--- REQUIRED ACTION ---
Answer from the news excerpt about Walter Meyerle:
(a) Against how many children is Meyerle charged with crimes?
(b) What is his bail amount?
(c) To what country did he talk of fleeing after escaping?

--- DOCUMENT EXCERPT ---
Walter Meyerle was willing to shed his own blood for the sake of freedom. But, Bucks County authorities say, Meyerle's cause was anything but noble. The freedom he allegedly sought was his own, via a jailbreak.

Walter Meyerle was willing to shed his own blood for the sake of freedom.

But, Bucks County authorities say, Meyerle's cause was anything but noble. The freedom he allegedly sought was his own, via a jailbreak.

Meyerle, 34, is described by prosecutors as the county's most prolific sexual abuser of children in recent memory.

Charged with 210 crimes, most of them felony sexual assaults, against 14 children, he is held in the Bucks County prison on $6 million bail, awaiting a July 20 preliminary hearing.

That list of charges grew Monday, as police filed additional counts of trying to escape from the county prison, of possessing child pornography, and of criminal use of a communications facility.

"He has dug himself in even deeper," District Attorney David Heckler said Tuesday.

In mid-May, police allege, Meyerle told a fellow prisoner, Keith Ruvolo, that he was plotting an escape. Ruvolo said Meyerle was planning a fight in which he "would get cut and have to go to the hospital, where his people would be there and take care of the guards and then he could escape," a probable-cause affidavit said.

Ruvolo said that was among several plans Meyerle had mentioned, each with the aim of getting to a hospital where "his people" could "take care of" the guards. Meyerle talked of fleeing to Costa Rica after escaping, the affidavit said.

--- DATASET CONTENT ---
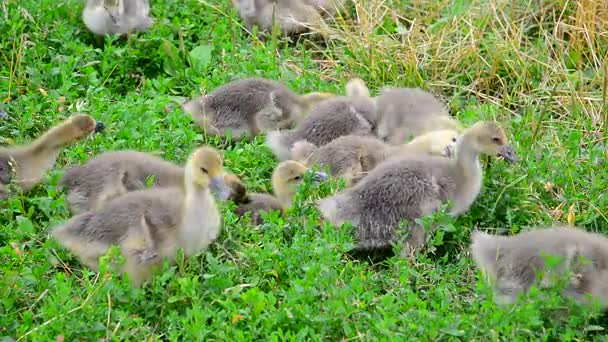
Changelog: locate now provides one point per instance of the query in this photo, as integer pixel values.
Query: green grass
(538, 67)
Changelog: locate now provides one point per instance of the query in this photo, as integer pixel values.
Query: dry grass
(548, 55)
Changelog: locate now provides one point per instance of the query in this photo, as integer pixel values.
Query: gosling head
(356, 87)
(85, 124)
(6, 172)
(438, 143)
(238, 191)
(487, 137)
(3, 192)
(205, 169)
(288, 176)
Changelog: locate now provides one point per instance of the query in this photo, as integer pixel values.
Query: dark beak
(219, 187)
(508, 153)
(319, 176)
(449, 151)
(99, 127)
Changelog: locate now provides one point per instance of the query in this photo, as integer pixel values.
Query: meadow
(539, 67)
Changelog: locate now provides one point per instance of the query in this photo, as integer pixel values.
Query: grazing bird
(250, 106)
(411, 187)
(405, 113)
(121, 17)
(352, 157)
(26, 165)
(149, 225)
(353, 114)
(514, 263)
(286, 179)
(113, 174)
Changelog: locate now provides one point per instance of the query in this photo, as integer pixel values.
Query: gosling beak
(509, 154)
(319, 176)
(219, 188)
(449, 151)
(99, 127)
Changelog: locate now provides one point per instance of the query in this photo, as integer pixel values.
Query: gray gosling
(26, 165)
(121, 17)
(352, 157)
(113, 174)
(149, 225)
(286, 179)
(291, 16)
(250, 106)
(353, 114)
(404, 113)
(414, 186)
(513, 264)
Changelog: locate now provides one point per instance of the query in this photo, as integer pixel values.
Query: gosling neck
(285, 196)
(190, 188)
(468, 174)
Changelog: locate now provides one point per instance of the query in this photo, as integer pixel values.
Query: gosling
(513, 264)
(354, 114)
(286, 179)
(250, 106)
(150, 225)
(121, 17)
(290, 16)
(352, 157)
(404, 113)
(26, 165)
(113, 174)
(414, 186)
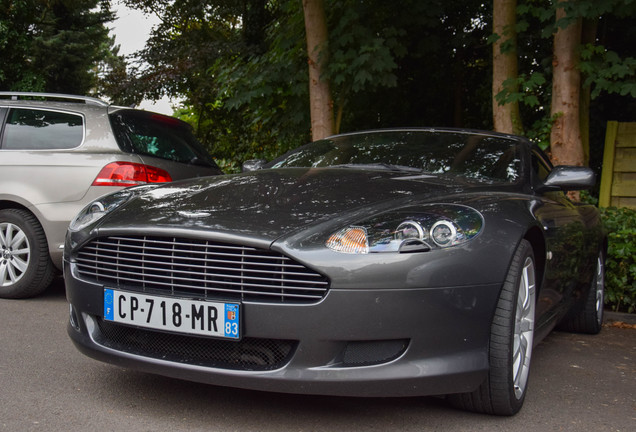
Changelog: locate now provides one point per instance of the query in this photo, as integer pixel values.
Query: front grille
(248, 354)
(199, 269)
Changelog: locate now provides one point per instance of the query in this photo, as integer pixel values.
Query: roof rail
(55, 96)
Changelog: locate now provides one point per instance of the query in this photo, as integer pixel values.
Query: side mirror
(253, 164)
(567, 178)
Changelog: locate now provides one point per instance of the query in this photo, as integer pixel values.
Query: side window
(540, 166)
(30, 129)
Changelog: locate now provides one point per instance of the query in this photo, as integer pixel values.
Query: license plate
(198, 317)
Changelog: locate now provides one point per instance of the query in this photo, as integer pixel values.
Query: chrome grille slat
(198, 268)
(188, 269)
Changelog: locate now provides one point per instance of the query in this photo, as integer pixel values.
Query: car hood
(266, 205)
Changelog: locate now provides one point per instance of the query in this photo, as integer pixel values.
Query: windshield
(160, 136)
(472, 155)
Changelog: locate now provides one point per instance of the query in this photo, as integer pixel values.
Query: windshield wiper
(384, 166)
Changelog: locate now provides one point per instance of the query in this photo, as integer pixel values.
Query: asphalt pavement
(578, 383)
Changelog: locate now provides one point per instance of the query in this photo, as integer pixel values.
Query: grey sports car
(384, 263)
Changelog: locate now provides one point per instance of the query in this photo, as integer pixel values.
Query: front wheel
(25, 266)
(511, 339)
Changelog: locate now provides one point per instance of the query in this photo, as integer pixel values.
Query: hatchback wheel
(25, 266)
(511, 339)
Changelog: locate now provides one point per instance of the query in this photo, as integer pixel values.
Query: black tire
(26, 269)
(511, 339)
(590, 319)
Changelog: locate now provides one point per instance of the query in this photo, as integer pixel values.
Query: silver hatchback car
(60, 152)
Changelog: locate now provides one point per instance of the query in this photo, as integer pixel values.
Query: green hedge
(620, 263)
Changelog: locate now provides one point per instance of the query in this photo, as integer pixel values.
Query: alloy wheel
(14, 246)
(524, 328)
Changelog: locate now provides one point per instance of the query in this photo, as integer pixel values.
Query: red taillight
(130, 174)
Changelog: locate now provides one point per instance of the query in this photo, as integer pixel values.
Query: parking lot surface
(578, 383)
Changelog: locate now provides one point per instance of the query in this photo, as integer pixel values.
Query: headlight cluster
(104, 205)
(409, 230)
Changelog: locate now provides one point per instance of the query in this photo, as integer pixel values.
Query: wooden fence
(618, 180)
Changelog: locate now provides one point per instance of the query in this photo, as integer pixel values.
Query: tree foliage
(55, 46)
(241, 67)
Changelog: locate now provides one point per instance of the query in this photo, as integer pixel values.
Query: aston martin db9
(385, 263)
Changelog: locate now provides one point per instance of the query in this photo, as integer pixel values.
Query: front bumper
(355, 342)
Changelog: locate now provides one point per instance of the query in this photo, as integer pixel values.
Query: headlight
(104, 205)
(409, 230)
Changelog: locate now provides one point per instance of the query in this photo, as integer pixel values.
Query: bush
(620, 263)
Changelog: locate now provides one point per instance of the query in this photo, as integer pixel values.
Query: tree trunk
(565, 139)
(506, 117)
(320, 102)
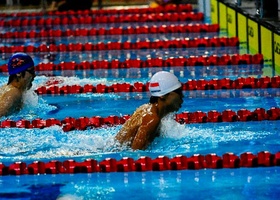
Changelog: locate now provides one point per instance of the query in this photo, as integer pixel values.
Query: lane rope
(89, 19)
(212, 60)
(145, 44)
(83, 32)
(145, 163)
(84, 123)
(190, 85)
(108, 11)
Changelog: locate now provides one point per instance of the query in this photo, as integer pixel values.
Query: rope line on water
(123, 11)
(191, 85)
(89, 19)
(145, 44)
(212, 60)
(83, 32)
(83, 123)
(145, 163)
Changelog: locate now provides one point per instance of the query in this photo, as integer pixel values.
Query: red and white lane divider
(145, 44)
(191, 85)
(83, 32)
(144, 163)
(121, 11)
(213, 60)
(103, 19)
(83, 123)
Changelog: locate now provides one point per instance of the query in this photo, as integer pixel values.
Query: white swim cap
(162, 83)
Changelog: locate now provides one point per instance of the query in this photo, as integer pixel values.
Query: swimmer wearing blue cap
(143, 126)
(22, 73)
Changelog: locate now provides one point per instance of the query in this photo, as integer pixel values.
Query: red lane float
(122, 11)
(144, 163)
(88, 19)
(191, 85)
(83, 123)
(145, 44)
(181, 28)
(213, 60)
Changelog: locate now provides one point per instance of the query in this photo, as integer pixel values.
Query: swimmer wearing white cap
(22, 73)
(142, 127)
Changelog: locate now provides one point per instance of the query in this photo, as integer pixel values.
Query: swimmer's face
(30, 75)
(174, 99)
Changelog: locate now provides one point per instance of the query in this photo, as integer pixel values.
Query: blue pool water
(52, 143)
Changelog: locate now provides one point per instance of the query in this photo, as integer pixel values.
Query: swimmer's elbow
(139, 145)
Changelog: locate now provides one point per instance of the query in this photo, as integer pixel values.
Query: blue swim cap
(19, 62)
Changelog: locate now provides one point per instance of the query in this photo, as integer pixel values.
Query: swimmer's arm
(145, 134)
(8, 105)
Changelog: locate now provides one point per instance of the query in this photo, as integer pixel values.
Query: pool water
(53, 143)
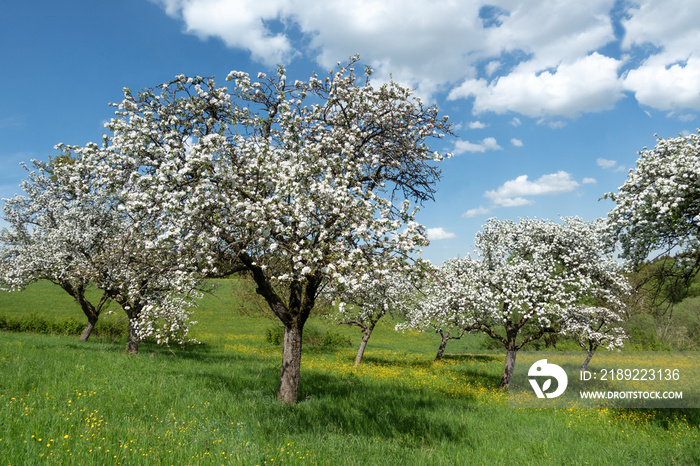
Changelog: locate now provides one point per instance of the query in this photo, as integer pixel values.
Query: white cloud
(590, 84)
(512, 193)
(486, 144)
(539, 58)
(240, 24)
(476, 212)
(435, 234)
(605, 163)
(667, 87)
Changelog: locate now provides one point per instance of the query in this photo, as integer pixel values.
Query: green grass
(67, 402)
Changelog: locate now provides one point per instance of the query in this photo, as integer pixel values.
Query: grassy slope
(215, 403)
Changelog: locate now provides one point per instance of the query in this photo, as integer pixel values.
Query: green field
(67, 402)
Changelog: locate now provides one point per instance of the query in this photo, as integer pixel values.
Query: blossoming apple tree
(51, 237)
(528, 280)
(368, 299)
(299, 184)
(593, 327)
(434, 304)
(68, 230)
(657, 210)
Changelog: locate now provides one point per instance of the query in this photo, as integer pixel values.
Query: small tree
(529, 279)
(593, 327)
(436, 306)
(53, 236)
(299, 184)
(69, 230)
(657, 214)
(370, 297)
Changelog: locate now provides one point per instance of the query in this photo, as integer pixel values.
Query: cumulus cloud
(481, 210)
(590, 84)
(610, 165)
(486, 144)
(513, 192)
(435, 234)
(538, 58)
(605, 163)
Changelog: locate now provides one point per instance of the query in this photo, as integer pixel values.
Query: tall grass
(67, 402)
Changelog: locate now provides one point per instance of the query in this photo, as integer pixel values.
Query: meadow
(63, 401)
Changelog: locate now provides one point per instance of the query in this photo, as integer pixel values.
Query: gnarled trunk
(589, 356)
(291, 363)
(508, 369)
(89, 327)
(363, 344)
(132, 345)
(443, 343)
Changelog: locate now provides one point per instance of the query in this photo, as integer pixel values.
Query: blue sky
(551, 100)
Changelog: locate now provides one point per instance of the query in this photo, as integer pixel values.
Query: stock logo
(544, 373)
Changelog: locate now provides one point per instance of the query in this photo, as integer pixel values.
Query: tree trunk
(508, 369)
(589, 356)
(291, 363)
(363, 344)
(92, 321)
(132, 345)
(441, 350)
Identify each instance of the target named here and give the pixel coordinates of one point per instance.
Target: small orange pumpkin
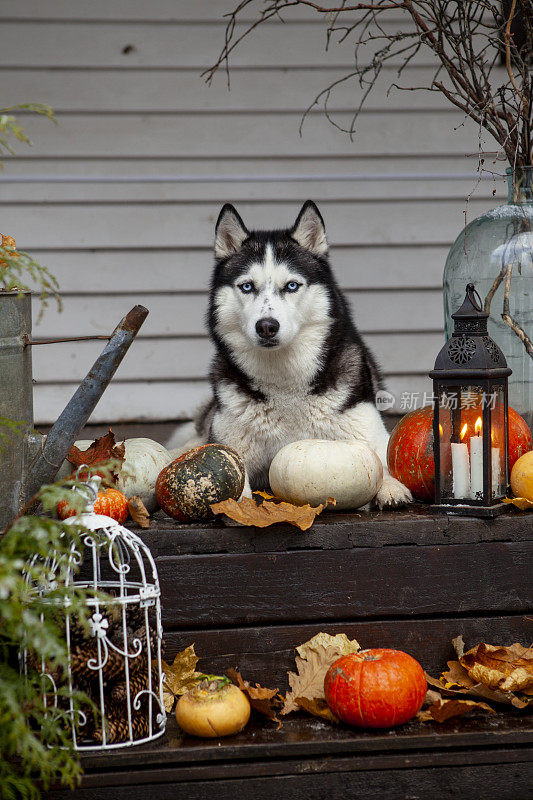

--- ANSWER BOX ---
(a) 14
(b) $6 million
(c) Costa Rica